#### EXTRAIT DU TEXTE:
Mollie Steimer
Les communistes sont des geôliers
Camarades et Amis :
Lozovsky, Chicherin et Trotsky mentent délibérément quand ils disent qu’aucun anarchiste n’est détenu en prison, comme vous pouvez le voir dans le rapport ci-joint sur la persécution des anarchistes et autres révolutionnaires de gauche. Il n’est sûrement pas dans leur intérêt de faire savoir au monde que les prisons communistes sont remplies de prisonniers politiques aujourd’hui comme à l’époque du tzar. Ils cachent donc la vérité avec impudence.
Lorsque je suis arrivé en Russie à la fin de 1920, j’ai trouvé beaucoup de mes camarades anarchistes en prison. Les rares qui étaient encore libres étaient si effrayés qu’ils ne voulaient pas se réunir de peur que le gouvernement ne soupçonne une réunion “conspirative”. Je me suis immédiatement préoccupée du sort de ceux qui étaient en prison et j’ai fait ce que je pouvais pour les aider. Mais il est plus difficile d’aider un prisonnier politique en Russie soviétique que dans n’importe quel pays capitaliste. Les communistes font très rarement le procès d’un opposant politique. Pendant mon séjour en Russie, des centaines d’idéalistes rebelles ont été envoyés en prison, dans des camps de concentration ou en exil. Très peu d’entre eux étaient jugés. D’ordinaire, le département politique local envoie un paquet de documents d’accusation au comité administratif de Moscou, et ce comité décide de la solution en l’“absence” de l’accusé.

#### TÂCHES ÉCRITES:
[A] D'après le texte sur les prisons communistes, quel organe décide du sort d'un accusé en son absence ?
[B] Poursuivez le texte sur les prisons communistes en reprenant juste après sa dernière phrase.

#### MATÉRIEL FOURNI:

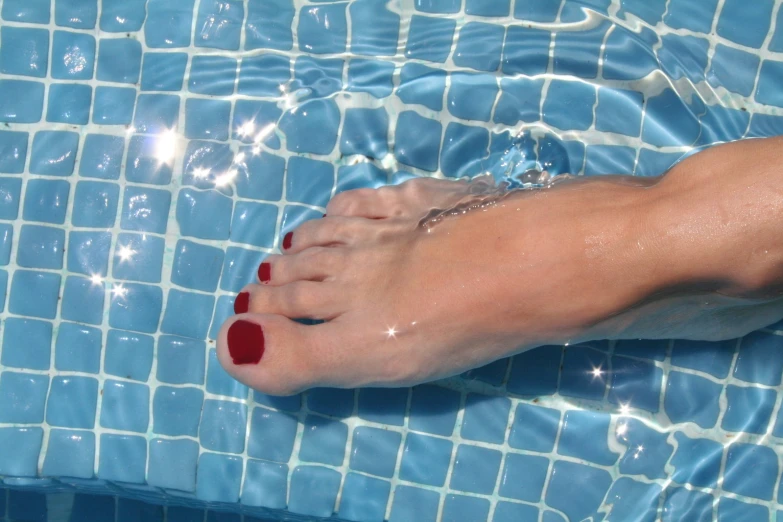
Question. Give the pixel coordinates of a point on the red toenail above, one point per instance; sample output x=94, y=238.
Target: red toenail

#### RÉSULTATS DES TÂCHES:
[A] Le comité administratif de Moscou.

[B]
Souvent, les personnes sont arrêtées et accusées en secret. Dans de tels cas, les efforts des proches pour apprendre où sont détenues les victimes sont contrariés car le département politique refuse de leur donner la moindre information. Un exemple éloquent est le cas de David Kogan et Ivan Akhtirsky, deux vieux anarchistes qui étaient actifs pendant et avant la révolution en Russie. Restant fidèles à leurs idéaux, ils ont poursuivi leur propagande anarchiste sous le “gouvernement” soviétique. Ces deux camarades ont été arrêtés en octobre 1922. Depuis lors, parents et amis tentent de savoir où ils se trouvent, mais en vain.
Personne ne sait ce qui est arrivé à ces deux idéalistes. Sont-ils vivants ? Ont-ils été abattus ? Nous ne le savons pas, et la bureaucratie omnipotente refuse de dire ce qui leur est arrivé. Lorsque Maria Veger — la camarade d’Akhtirsky — a essayé d’obtenir des informations sur lui, le chef du département politique de Saint-Pétersbourg, Maysing, a répondu : “Oublie-le ! Tu verras Akhtirsky quand tu seras avec lui en personne.”
Un grand nombre de prisonniers politiques sont malades du scorbut, de la malaria, de la tuberculose à cause des terribles conditions de vie dans les prisons : humidité, saleté, manque d’air frais et de nourriture. Il ne se passe pas une semaine sans qu’il y ait quelque part une grève de la faim ou une tentative de suicide pour protester contre le traitement exécrable auquel ils sont soumis dans les prisons communistes.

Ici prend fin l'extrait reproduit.